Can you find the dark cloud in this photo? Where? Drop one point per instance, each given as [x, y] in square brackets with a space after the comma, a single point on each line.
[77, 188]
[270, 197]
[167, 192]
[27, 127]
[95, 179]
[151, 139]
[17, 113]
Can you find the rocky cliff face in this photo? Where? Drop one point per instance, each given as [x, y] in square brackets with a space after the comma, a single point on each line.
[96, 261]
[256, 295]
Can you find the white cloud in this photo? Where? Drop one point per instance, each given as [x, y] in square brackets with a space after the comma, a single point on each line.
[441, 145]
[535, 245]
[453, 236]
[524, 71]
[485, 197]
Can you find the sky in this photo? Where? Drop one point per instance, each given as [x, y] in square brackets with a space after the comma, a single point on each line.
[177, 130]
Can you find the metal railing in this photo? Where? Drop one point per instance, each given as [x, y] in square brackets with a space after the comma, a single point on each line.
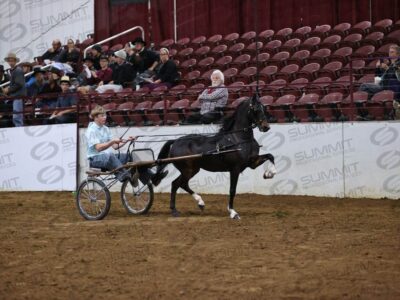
[114, 37]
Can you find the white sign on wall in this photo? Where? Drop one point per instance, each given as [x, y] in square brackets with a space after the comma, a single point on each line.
[38, 158]
[28, 27]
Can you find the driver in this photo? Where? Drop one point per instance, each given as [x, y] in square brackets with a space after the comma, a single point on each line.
[100, 149]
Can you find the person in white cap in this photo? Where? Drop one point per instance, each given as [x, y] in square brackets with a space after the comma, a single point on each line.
[123, 74]
[16, 89]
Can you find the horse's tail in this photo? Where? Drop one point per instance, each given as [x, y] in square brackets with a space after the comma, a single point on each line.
[164, 152]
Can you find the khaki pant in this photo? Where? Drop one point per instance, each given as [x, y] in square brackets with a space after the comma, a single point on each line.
[396, 107]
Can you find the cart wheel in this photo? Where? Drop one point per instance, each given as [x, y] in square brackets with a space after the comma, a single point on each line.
[137, 200]
[93, 199]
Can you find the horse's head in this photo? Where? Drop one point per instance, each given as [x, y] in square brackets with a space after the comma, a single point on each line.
[257, 114]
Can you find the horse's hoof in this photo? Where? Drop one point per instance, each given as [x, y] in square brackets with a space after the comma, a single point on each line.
[175, 213]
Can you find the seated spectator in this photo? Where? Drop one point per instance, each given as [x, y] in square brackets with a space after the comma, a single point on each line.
[65, 106]
[50, 90]
[96, 53]
[16, 89]
[101, 77]
[389, 72]
[54, 53]
[35, 85]
[212, 100]
[3, 76]
[143, 60]
[85, 78]
[166, 72]
[71, 55]
[122, 75]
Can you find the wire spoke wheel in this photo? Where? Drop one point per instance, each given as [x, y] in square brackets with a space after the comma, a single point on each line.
[137, 200]
[93, 199]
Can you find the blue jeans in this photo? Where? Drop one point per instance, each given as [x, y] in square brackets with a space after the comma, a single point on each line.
[18, 117]
[110, 161]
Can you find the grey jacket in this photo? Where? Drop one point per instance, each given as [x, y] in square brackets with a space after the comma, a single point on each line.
[17, 83]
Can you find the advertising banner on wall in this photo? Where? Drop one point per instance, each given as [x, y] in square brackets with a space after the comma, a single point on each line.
[28, 27]
[38, 158]
[321, 159]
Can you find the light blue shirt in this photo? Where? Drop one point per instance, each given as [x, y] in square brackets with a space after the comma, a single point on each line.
[97, 135]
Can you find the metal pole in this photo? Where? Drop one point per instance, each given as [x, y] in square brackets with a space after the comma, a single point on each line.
[175, 29]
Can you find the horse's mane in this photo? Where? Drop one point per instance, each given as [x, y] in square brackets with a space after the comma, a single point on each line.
[228, 122]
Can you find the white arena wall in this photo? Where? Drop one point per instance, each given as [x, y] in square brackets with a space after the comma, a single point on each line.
[360, 159]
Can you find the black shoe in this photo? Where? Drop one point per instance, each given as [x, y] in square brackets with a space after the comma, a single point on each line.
[158, 177]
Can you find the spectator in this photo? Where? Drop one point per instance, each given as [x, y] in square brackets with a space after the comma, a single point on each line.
[101, 77]
[35, 85]
[389, 72]
[96, 53]
[122, 75]
[66, 105]
[50, 90]
[100, 149]
[166, 74]
[212, 100]
[16, 89]
[54, 53]
[71, 55]
[3, 76]
[86, 78]
[143, 60]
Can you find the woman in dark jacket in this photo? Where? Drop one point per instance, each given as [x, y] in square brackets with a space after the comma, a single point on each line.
[167, 73]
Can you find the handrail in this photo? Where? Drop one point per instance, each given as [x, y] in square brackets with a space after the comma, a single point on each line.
[26, 75]
[114, 37]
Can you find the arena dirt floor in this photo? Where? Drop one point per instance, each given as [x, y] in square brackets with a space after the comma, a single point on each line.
[282, 248]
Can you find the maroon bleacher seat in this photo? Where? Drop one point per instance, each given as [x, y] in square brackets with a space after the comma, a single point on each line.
[247, 75]
[272, 47]
[302, 33]
[223, 62]
[177, 111]
[321, 31]
[320, 56]
[361, 27]
[205, 63]
[287, 72]
[283, 34]
[231, 38]
[300, 58]
[352, 40]
[201, 52]
[248, 37]
[218, 51]
[266, 35]
[268, 73]
[331, 42]
[214, 40]
[309, 71]
[241, 61]
[291, 45]
[383, 25]
[331, 70]
[236, 49]
[198, 41]
[374, 39]
[341, 29]
[311, 44]
[279, 59]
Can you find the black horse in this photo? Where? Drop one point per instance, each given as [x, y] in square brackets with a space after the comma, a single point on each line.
[232, 150]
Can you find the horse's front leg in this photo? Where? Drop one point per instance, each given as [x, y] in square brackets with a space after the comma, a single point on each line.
[232, 192]
[259, 160]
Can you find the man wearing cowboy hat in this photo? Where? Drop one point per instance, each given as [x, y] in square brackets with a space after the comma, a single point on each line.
[16, 88]
[143, 60]
[36, 83]
[66, 105]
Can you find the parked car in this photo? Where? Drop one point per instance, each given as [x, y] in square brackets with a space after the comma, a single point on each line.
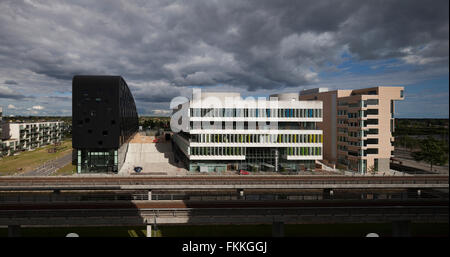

Exercise:
Transcribe the records above verbatim. Do not carry over any picture.

Task answer:
Can you find the dark cloud in this photo? Where? Drop one point per instance, each given as [x, y] in square brackets with a space after the comma, a single point on each line.
[77, 188]
[270, 197]
[167, 192]
[27, 127]
[95, 179]
[151, 139]
[17, 113]
Can you find the rocky cliff face in this photo? Where? Drop one point per instance, each given as [x, y] in square brackets with a space after the comma, a single point on each line.
[96, 261]
[256, 295]
Can you find the white cloud in this photo? Where? Drop one point per instance, each given as [x, y] in square brackets with a space after the comma, a single point on each line.
[441, 145]
[535, 245]
[453, 236]
[524, 71]
[485, 197]
Can you find the sky in this photo? Where? Drop one point per instance, each given as [x, y] in square brackets with a space after the comma, a single point on each line.
[177, 130]
Can you find the metal railing in this photo? Where? Drop one point per instance, each given as [x, y] in square brackets with a space after the comma, a single point on each line.
[114, 37]
Can you find the white sign on wall in this photo? Where? Drop one point per instance, each given as [x, y] in square brackets with a space after the comma, a single point on each line.
[38, 158]
[28, 27]
Can you find the driver in this photo? Where? Drop one point per instance, each given as [x, y] in square brackets with a space after the comma, a single point on each line.
[100, 149]
Can you find the person in white cap in this photo? Where? Drop one point per instance, each given as [x, y] in square brackets with a space after the comma, a single point on each line.
[123, 74]
[16, 89]
Can you find the horse's tail in this photo? Where? Drop one point per instance, each given as [x, y] in square brackets with a space after the comma, a single point on each line.
[164, 152]
Can you find the khaki pant in this photo? Where? Drop one point per instance, each given as [x, y] in square brackets with a space after the comma, a single point on each line.
[396, 107]
Can you find the cart wheel in this photo? Where? Drop one point per instance, each given as [x, y] in square brackets with a space after the comma, a single point on each line.
[137, 200]
[93, 199]
Can you find the horse's head in this photo? Where? Drop one point per instance, each given as [x, y] in square brackets with a space after the comma, a single point on each line.
[257, 114]
Can you find the horse's hoof in this photo? Where? Drop one point per instance, each given as [x, y] in square brackets with a space after the comma, a single point on each line.
[175, 213]
Can you find the seated spectator in this photo? Where? Drop one point per instance, each given as [x, y] in square brackets with a space after the comma, a single point on each line.
[65, 106]
[50, 90]
[96, 53]
[16, 89]
[101, 77]
[389, 72]
[54, 53]
[35, 85]
[212, 100]
[3, 76]
[143, 60]
[85, 78]
[166, 72]
[71, 55]
[122, 75]
Can you find the wire spoke wheel in this photo? Where? Drop one point per instance, each given as [x, y] in square brackets with a space after the comma, a single point on each line.
[137, 200]
[93, 199]
Can you find the blue jeans in this photo? Where? Drop one point per instance, each given as [x, y] in square brackets with a space after the comma, a single point on each line.
[18, 117]
[110, 161]
Can you find the grey jacket in this photo? Where? Drop one point per instance, each given as [x, y] in square brackets with a space after the comma, a single point on each line.
[17, 83]
Can you find the advertising banner on wall in this photo? Where? Drop one point per instance, each given as [x, y] in square brackets with a space after the comma, a single point on each line.
[28, 27]
[38, 158]
[321, 159]
Can you find the light blue shirt in this photo? Where? Drop one point per instance, each given as [x, y] in square brackets with a space after the comma, a single point on each line.
[97, 135]
Can you find the metal pole in this photo? Where? Drop one point per instance, each given as [x, y] in square brackets with a space after the comma, a single point on each line.
[175, 29]
Can you find the horse's mane in this photo? Where? Drop one point per instance, each given as [x, y] in square brackets with a space after the comma, a single point on each line.
[228, 122]
Can you find the white arena wall in this photo? Where? Drop one point per instance, each given as [x, y] in square brackets with a space after the comma, a single point on each line.
[360, 159]
Can you find the black shoe in this photo? Where? Drop one point per instance, each given as [x, y] in square brackets with a space after the comma, a single point on each line.
[158, 177]
Can you find the spectator in this photo? Where? Drop one point per instance, each given as [x, y] in square brackets with a space after the comma, a single point on each line.
[101, 77]
[35, 85]
[389, 72]
[96, 53]
[122, 75]
[66, 105]
[50, 90]
[100, 149]
[166, 74]
[212, 100]
[16, 89]
[54, 53]
[71, 55]
[3, 76]
[86, 78]
[143, 60]
Can you find the woman in dark jacket in this photo? Where? Drop one point per instance, each given as [x, y] in square brackets with a space after the comma, a single point on each line.
[167, 73]
Can you find the handrail in this photo? Where? Drop one point per instance, each given as [x, y] in square brackets with a space after the comma, a single point on each line.
[26, 75]
[114, 37]
Can you find the arena dirt floor in this photo? Where? Drop one point per instance, each given as [x, y] in square brackets with a space after the comma, a single point on each line.
[282, 248]
Can you find the maroon bleacher seat in this photo? Where? Drop one point per instance, each given as [x, y] in square brackets with a space after the comma, a single point on each line.
[247, 75]
[272, 47]
[302, 33]
[223, 62]
[177, 111]
[321, 31]
[320, 56]
[361, 27]
[205, 63]
[287, 72]
[283, 34]
[231, 38]
[300, 58]
[352, 40]
[201, 52]
[248, 37]
[218, 51]
[266, 35]
[268, 73]
[331, 42]
[214, 40]
[309, 71]
[241, 61]
[291, 45]
[383, 25]
[331, 70]
[236, 49]
[198, 41]
[374, 39]
[341, 29]
[311, 44]
[279, 59]
Can you find the black horse in this photo? Where? Drop one point per instance, each given as [x, y] in square brackets with a space after the comma, a single point on each line.
[232, 150]
Can you find the horse's front leg in this photo? Where? Drop one point per instance, each given as [x, y] in square brackets with a space after the comma, a single point on each line.
[232, 192]
[259, 160]
Can you find the man wearing cowboy hat in this photo? Where? Drop one point per instance, each given as [x, y] in square brackets with a space after the comma, a single point on each line.
[16, 88]
[143, 60]
[36, 83]
[66, 105]
Can you find the parked car in this photo? Where? Drop one point per instance, each given as [x, y] in square brackets with a space after the comma, a single point on each line.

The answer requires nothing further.